→ PROBLEM REQUIREMENTS:
Quote every one of the following rows word for word.

>> Start TASK MATERIAL

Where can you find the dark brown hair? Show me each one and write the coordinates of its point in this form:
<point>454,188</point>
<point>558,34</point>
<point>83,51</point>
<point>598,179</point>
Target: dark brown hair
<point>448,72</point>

>> End TASK MATERIAL

→ RESPONSE TO THIS EXERCISE:
Where can you find the dark brown hair? Show me each one and write the coordinates of its point in this form:
<point>454,188</point>
<point>558,34</point>
<point>83,51</point>
<point>598,179</point>
Target: dark brown hair
<point>448,72</point>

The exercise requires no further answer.